Activity:
Rewrite the material from the line containing "Each <instance> block" through the line containing "negative clicks: (381, 585)", changing "box" to "bounding box" and keeping everything else the same.
══════════════════════════════
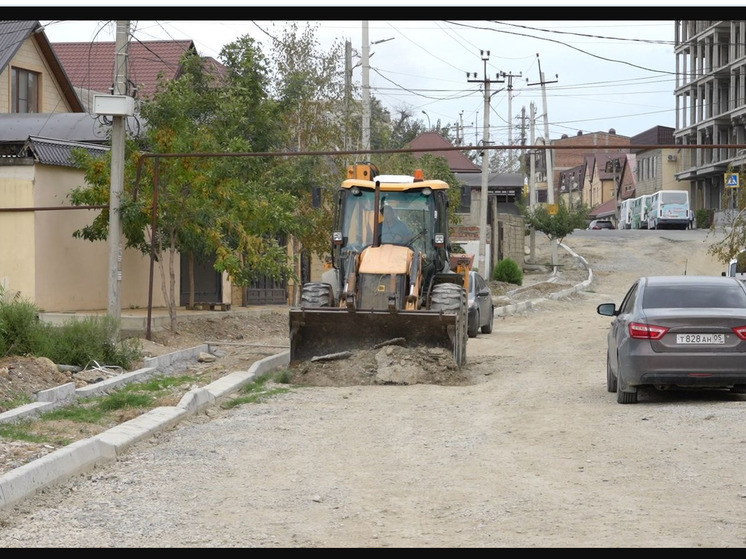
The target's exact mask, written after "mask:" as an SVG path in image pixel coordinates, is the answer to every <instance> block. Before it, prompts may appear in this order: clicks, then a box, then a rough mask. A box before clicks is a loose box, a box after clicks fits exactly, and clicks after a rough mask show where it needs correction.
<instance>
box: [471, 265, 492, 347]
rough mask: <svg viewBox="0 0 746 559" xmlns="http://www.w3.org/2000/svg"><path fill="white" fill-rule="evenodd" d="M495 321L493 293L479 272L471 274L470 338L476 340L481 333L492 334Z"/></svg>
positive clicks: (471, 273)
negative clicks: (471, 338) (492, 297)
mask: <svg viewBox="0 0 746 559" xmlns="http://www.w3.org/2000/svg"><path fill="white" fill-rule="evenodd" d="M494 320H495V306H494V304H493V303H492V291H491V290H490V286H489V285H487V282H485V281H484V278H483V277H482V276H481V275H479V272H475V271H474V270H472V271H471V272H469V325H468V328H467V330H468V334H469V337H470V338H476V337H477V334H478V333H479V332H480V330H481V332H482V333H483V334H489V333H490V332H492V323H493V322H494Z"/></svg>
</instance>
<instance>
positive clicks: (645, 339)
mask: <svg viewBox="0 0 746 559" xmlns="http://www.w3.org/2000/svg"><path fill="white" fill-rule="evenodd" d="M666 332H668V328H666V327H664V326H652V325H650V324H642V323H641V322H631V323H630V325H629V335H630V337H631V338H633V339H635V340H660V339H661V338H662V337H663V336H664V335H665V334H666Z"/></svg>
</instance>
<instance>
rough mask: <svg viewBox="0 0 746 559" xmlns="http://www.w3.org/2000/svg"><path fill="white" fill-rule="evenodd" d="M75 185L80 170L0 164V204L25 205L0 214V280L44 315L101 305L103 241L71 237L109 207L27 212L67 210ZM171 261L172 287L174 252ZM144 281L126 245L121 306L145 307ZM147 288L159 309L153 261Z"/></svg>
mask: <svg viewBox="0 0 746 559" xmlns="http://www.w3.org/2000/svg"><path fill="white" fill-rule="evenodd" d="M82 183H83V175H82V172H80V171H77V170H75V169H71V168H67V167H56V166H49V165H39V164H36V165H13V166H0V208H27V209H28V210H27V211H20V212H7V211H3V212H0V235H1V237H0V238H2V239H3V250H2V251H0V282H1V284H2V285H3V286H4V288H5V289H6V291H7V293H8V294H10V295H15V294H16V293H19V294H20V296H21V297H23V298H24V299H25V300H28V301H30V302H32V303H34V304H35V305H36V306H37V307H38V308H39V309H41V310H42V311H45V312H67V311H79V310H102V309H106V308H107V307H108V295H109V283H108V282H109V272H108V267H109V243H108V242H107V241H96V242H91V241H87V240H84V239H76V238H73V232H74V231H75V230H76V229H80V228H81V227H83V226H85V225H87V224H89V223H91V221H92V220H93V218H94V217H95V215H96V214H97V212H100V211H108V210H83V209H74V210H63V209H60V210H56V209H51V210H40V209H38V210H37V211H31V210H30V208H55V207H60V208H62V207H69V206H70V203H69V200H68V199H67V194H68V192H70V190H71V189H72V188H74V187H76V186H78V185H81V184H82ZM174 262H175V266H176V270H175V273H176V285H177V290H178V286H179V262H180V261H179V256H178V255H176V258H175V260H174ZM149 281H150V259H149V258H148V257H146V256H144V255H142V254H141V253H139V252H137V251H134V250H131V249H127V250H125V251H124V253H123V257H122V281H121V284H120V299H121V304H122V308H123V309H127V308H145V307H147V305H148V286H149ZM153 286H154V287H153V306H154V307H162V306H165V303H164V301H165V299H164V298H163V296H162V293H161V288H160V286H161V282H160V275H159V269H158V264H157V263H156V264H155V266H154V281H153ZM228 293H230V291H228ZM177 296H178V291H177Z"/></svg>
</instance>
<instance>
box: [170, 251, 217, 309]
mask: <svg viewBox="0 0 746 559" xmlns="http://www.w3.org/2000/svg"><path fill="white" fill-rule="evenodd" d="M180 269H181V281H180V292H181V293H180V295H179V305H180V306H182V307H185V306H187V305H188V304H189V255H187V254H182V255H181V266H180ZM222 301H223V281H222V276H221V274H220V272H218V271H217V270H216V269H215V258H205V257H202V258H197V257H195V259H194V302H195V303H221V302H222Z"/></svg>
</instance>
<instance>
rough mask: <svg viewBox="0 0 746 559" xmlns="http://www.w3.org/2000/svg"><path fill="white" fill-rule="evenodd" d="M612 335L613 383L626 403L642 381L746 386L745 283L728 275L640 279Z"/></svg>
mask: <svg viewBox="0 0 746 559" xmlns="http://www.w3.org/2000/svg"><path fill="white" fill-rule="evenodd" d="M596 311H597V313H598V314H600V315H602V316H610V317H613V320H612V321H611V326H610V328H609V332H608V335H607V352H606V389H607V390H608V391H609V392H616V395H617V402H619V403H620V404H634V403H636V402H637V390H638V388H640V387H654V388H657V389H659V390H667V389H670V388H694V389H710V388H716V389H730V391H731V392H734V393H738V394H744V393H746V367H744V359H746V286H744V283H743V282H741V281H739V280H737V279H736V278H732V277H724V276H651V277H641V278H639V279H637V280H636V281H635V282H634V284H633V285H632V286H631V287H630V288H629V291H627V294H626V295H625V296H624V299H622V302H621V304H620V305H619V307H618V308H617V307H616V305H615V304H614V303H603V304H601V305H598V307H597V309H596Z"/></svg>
══════════════════════════════
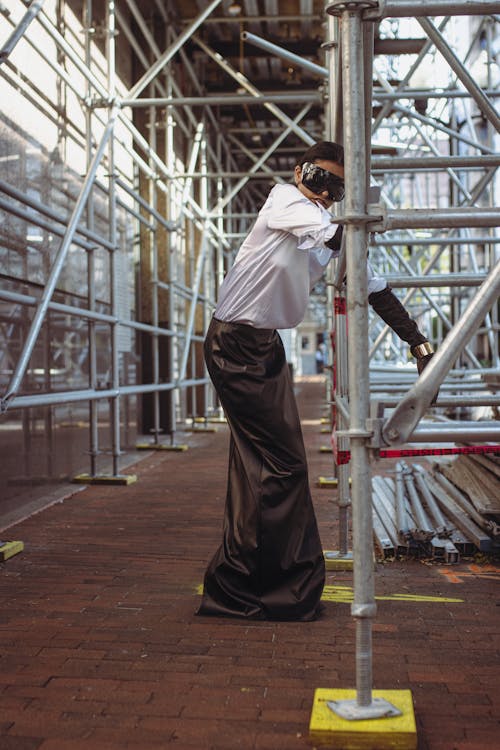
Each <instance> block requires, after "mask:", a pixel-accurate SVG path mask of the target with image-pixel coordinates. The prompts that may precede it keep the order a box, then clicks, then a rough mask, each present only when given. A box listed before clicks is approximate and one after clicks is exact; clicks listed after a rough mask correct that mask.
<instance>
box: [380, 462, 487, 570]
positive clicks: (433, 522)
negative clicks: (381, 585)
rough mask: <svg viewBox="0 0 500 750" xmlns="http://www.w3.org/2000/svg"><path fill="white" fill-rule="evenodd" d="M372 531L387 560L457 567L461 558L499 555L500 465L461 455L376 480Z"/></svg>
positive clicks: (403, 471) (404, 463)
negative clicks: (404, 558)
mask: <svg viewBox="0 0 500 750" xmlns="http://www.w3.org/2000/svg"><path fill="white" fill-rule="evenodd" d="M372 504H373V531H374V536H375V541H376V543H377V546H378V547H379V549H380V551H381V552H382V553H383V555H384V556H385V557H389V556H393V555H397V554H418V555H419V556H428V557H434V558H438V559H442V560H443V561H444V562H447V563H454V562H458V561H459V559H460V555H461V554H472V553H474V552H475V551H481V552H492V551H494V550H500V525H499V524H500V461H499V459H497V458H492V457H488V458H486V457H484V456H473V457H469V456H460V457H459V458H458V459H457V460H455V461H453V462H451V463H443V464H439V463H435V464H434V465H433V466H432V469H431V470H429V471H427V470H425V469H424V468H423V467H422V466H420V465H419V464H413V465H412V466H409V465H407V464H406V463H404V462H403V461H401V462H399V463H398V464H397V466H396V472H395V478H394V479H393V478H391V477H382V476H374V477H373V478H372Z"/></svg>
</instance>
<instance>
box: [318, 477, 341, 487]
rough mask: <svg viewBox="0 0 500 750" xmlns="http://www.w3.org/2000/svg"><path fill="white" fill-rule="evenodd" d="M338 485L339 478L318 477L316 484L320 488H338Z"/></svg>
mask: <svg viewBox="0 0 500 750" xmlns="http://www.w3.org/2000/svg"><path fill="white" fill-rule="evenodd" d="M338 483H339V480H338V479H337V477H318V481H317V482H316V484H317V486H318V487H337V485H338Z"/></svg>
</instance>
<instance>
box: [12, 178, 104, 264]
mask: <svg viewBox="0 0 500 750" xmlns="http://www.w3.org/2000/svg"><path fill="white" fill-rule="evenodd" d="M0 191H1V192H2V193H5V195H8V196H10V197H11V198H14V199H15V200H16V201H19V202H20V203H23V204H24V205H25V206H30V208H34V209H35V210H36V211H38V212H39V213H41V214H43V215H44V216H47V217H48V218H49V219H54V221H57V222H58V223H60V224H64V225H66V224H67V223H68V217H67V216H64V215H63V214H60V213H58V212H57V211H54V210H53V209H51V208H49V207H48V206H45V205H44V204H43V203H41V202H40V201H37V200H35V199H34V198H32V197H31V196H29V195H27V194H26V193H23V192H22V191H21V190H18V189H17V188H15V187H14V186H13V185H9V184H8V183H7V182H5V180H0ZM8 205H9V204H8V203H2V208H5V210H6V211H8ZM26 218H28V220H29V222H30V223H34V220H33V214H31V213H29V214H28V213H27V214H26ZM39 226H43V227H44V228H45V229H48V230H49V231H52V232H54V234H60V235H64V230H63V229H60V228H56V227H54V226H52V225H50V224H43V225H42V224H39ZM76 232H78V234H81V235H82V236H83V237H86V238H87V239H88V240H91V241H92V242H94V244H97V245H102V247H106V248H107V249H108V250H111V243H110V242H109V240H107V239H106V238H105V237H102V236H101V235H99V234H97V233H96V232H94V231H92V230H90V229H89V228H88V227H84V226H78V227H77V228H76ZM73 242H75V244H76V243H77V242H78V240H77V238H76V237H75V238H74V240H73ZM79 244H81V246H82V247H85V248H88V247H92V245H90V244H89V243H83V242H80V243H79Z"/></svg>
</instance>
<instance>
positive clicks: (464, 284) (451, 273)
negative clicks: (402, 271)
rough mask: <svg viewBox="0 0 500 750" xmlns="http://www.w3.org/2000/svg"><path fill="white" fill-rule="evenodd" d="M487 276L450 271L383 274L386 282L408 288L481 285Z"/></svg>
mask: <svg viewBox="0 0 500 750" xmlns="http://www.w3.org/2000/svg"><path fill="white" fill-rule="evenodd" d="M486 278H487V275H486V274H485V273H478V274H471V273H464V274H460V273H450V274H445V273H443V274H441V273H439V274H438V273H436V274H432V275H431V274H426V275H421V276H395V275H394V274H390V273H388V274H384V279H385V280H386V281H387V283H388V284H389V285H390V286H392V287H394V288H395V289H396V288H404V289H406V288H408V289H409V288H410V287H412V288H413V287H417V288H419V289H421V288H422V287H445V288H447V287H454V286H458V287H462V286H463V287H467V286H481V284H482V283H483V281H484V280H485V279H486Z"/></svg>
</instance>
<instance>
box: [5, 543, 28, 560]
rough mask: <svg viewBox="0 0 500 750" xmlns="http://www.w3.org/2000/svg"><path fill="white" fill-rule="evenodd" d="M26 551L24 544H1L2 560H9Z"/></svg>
══════════════════════════════
Reply to the exercise:
Each <instance> block requires, after "mask:", a pixel-accurate SVG path mask of the target with image-pixel coordinates. The prompts that may precede it keep the order a bounding box, then clicks, then a rough mask, each present only when given. A bounding box listed before clicks is approximate and one after clicks is exact; clicks listed after a rough mask correct that mask.
<instance>
bounding box: [380, 462, 487, 570]
positive clicks: (433, 522)
negative clicks: (381, 585)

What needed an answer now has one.